» Given passage:
What did you think would happen when more money was introduced into the private sector? Why would this be ANY different to governments increasing money supply through quantitative easing, which you guys all love to hate on?! I thought you said you understood economics and were even masterful at it?

You can have any amount of total money supply, and it will still be allocated to all the goods and services that we currently have the infrastructure to offer, in the proportions that we currently see that merely reflect the current power imbalance and what resources are physically accessible. More money supply = all goods and services scale up in price in the same proportion and likewise they proportionally decrease with less money supply. Any disruptions always eventually resolve back to the same imbalance, regardless of their nature and extent.

But who says any of the above would happen at all when we have all these government services that were in demand but have now disappeared?

Either they are immediately bought up by private buyers, new businesses are formed to cater to the same demand for which the government formerly provided the supply, or you are going on incur the aforementioned inflation because the money supply was increased in the private sector. If the business is not picked up or replaced, GDP decreases, and with that the country’s borrowing power may also decrease because they now have less wealth to back the credit arrangements with other countries that all countries heavily rely on. If it is picked up, then there’s no extra money like you imagined.

Either way, no extra spending power. None of your fantasy comes true.

Taxation doesn’t actually affect the wealth proportions that naturally emerge due to the private sector, all it does is act as just another market force in just the same way as a major supplier on whom your business relies or a highly paid indispensable employee. If anything, taking away taxation only increases the speed at which these proportions spiral inequality in favour of an increasingly small minority. But that’s going to be quick anyway once technology significantly starts replacing the need for humans to do work that a machine can do better.

I say let gamblers risk, win and lose their bets… but to an extent. $10,000? To some that’s nothing, maybe a holiday to others, probably not that life-changing even to someone who is poor - though enough perhaps to get somebody who has nothing back in the game. $10m? Wow, nice! Life-changing to most, a big lottery win that we often see, go nuts! $10trillion in winnings? Once sums get high enough they start to have significant effects on the economy, and their absence in certain areas becomes noticeable. Like I said, let there be inequality, reward people when it is beneficial to everyone to do so, but how much is enough reward? When it stops being beneficial to everyone and starts being more detrimental just for the sake of rewarding one person - that’s when we have a problem.

» Problem 1: Please extract everything in the rows from their start down to the line containing "256 16 L 255", both ends included, reproducing each line exactly. Leave the pictures out of your answer.
The money-supply essay and the rows after it come from separate sources.

» Data listing:
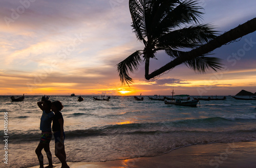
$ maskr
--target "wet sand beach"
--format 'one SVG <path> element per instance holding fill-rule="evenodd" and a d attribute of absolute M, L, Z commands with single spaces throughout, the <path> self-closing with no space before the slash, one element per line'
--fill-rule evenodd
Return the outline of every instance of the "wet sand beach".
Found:
<path fill-rule="evenodd" d="M 196 145 L 162 155 L 97 162 L 68 162 L 70 167 L 255 167 L 256 141 Z M 67 158 L 68 160 L 68 158 Z M 54 167 L 61 167 L 54 164 Z M 35 166 L 33 168 L 38 168 Z"/>

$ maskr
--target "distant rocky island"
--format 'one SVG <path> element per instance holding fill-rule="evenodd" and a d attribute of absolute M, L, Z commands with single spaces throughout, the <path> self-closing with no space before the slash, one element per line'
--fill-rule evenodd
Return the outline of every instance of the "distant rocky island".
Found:
<path fill-rule="evenodd" d="M 253 93 L 246 91 L 244 90 L 242 90 L 239 93 L 236 94 L 236 96 L 256 96 L 256 92 Z"/>

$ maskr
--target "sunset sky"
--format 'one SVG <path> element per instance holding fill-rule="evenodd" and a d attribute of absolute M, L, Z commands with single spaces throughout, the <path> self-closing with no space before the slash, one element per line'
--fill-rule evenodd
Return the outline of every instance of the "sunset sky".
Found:
<path fill-rule="evenodd" d="M 256 16 L 255 0 L 201 0 L 202 23 L 220 34 Z M 122 86 L 116 64 L 143 49 L 129 1 L 0 1 L 0 95 L 233 95 L 256 92 L 256 32 L 212 52 L 224 68 L 204 74 L 181 65 L 156 80 L 144 66 Z M 150 71 L 170 61 L 163 52 Z"/>

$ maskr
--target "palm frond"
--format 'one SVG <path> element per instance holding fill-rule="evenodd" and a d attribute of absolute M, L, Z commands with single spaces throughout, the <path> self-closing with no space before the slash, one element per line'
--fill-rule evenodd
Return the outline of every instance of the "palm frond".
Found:
<path fill-rule="evenodd" d="M 195 0 L 161 1 L 159 10 L 152 21 L 152 32 L 156 38 L 161 36 L 170 30 L 184 27 L 186 24 L 199 23 L 203 12 L 202 7 L 198 6 Z M 182 26 L 183 25 L 183 26 Z"/>
<path fill-rule="evenodd" d="M 157 47 L 193 48 L 215 38 L 217 32 L 209 24 L 192 25 L 169 32 L 158 38 Z"/>
<path fill-rule="evenodd" d="M 165 50 L 165 52 L 170 57 L 175 59 L 183 57 L 187 52 L 167 49 Z M 212 69 L 215 71 L 217 71 L 217 69 L 221 69 L 222 65 L 221 63 L 221 59 L 216 57 L 205 57 L 209 54 L 205 54 L 189 60 L 184 60 L 183 63 L 193 70 L 200 73 L 205 72 L 208 69 Z"/>
<path fill-rule="evenodd" d="M 122 84 L 125 85 L 126 82 L 129 86 L 129 83 L 131 83 L 133 82 L 133 79 L 129 76 L 129 71 L 133 72 L 134 70 L 138 69 L 142 61 L 140 58 L 142 54 L 141 51 L 136 51 L 117 65 L 117 71 L 119 73 L 119 75 Z"/>
<path fill-rule="evenodd" d="M 221 59 L 216 57 L 199 57 L 184 63 L 188 67 L 200 73 L 205 72 L 207 69 L 212 69 L 215 71 L 221 69 L 222 65 Z"/>

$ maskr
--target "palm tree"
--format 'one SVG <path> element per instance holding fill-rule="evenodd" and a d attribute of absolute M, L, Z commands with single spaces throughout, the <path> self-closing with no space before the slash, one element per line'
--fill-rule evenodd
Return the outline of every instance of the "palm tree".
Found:
<path fill-rule="evenodd" d="M 256 30 L 256 18 L 217 37 L 214 26 L 200 24 L 202 8 L 196 0 L 130 0 L 133 23 L 137 39 L 143 42 L 139 50 L 117 65 L 123 84 L 133 82 L 129 71 L 137 70 L 144 58 L 145 78 L 149 80 L 176 66 L 185 64 L 195 71 L 221 68 L 221 60 L 206 57 L 223 44 Z M 192 49 L 189 51 L 184 49 Z M 182 51 L 182 50 L 183 51 Z M 150 59 L 164 50 L 173 60 L 149 74 Z"/>

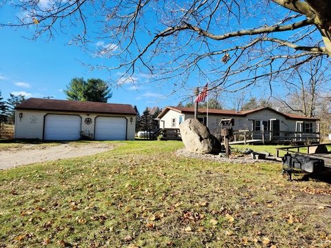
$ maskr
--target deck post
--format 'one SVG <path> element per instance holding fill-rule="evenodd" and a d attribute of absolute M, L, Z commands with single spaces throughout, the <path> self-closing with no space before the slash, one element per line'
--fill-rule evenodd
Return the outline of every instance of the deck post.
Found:
<path fill-rule="evenodd" d="M 264 145 L 264 125 L 262 125 L 262 143 Z"/>
<path fill-rule="evenodd" d="M 197 96 L 199 95 L 199 87 L 194 89 L 194 95 Z M 198 119 L 198 103 L 194 101 L 194 118 Z"/>

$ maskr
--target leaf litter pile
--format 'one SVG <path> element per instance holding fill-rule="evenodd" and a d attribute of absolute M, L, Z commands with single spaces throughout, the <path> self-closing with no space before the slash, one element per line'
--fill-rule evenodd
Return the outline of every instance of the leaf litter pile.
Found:
<path fill-rule="evenodd" d="M 177 141 L 126 143 L 0 172 L 0 247 L 331 245 L 326 183 L 179 158 Z"/>

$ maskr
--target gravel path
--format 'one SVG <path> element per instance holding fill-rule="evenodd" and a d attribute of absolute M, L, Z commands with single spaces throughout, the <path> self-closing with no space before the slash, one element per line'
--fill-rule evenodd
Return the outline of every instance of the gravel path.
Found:
<path fill-rule="evenodd" d="M 59 145 L 24 145 L 19 148 L 0 150 L 0 169 L 57 159 L 96 154 L 114 147 L 114 145 L 91 143 Z"/>
<path fill-rule="evenodd" d="M 186 149 L 180 149 L 176 152 L 176 155 L 179 156 L 185 156 L 192 158 L 200 158 L 212 161 L 217 161 L 228 163 L 240 163 L 240 164 L 252 164 L 255 163 L 270 162 L 270 160 L 256 160 L 252 159 L 251 155 L 230 155 L 230 158 L 221 157 L 219 155 L 212 154 L 201 154 L 195 152 L 188 152 Z"/>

» Problem 2: Copy everything in the money-supply essay from "Either way, no" down to "can do better.", word for word.

» Exercise solution 1:
$ maskr
--target "wet sand beach"
--format 'one SVG <path> element per instance holding fill-rule="evenodd" and a d attribute of absolute M, L, Z commands with single spaces throughout, the <path> self-closing with no space before the slash, one element per line'
--fill-rule evenodd
Return the outline of every instance of the "wet sand beach".
Found:
<path fill-rule="evenodd" d="M 196 145 L 162 155 L 97 162 L 68 162 L 70 167 L 255 167 L 256 141 Z M 67 158 L 68 160 L 68 158 Z M 54 167 L 61 167 L 54 164 Z M 35 166 L 33 168 L 38 168 Z"/>

$ maskr
--target "distant rocky island"
--format 'one SVG <path> element per instance holding fill-rule="evenodd" and a d attribute of absolute M, L, Z commands with single spaces throughout, the <path> self-closing with no space before the slash, one element per line'
--fill-rule evenodd
Return the outline of every instance of the "distant rocky island".
Found:
<path fill-rule="evenodd" d="M 253 93 L 246 91 L 244 90 L 242 90 L 239 93 L 236 94 L 236 96 L 256 96 L 256 92 Z"/>

$ maskr
--target "sunset sky"
--format 'one SVG <path> element per instance holding fill-rule="evenodd" and a d attribute of absolute M, L, Z commands with single spaces throughout, the <path> self-closing with no space before the slash, one element per line'
--fill-rule evenodd
Return the outline of every instance of the "sunset sky".
Found:
<path fill-rule="evenodd" d="M 256 16 L 255 0 L 201 0 L 202 23 L 220 34 Z M 122 86 L 116 64 L 143 49 L 129 1 L 0 1 L 0 95 L 233 95 L 256 92 L 256 32 L 212 52 L 224 68 L 204 74 L 181 65 L 156 80 L 144 66 Z M 150 71 L 170 61 L 163 52 Z"/>

» Exercise solution 2:
Either way, no extra spending power. None of your fantasy comes true.

Taxation doesn’t actually affect the wealth proportions that naturally emerge due to the private sector, all it does is act as just another market force in just the same way as a major supplier on whom your business relies or a highly paid indispensable employee. If anything, taking away taxation only increases the speed at which these proportions spiral inequality in favour of an increasingly small minority. But that’s going to be quick anyway once technology significantly starts replacing the need for humans to do work that a machine can do better.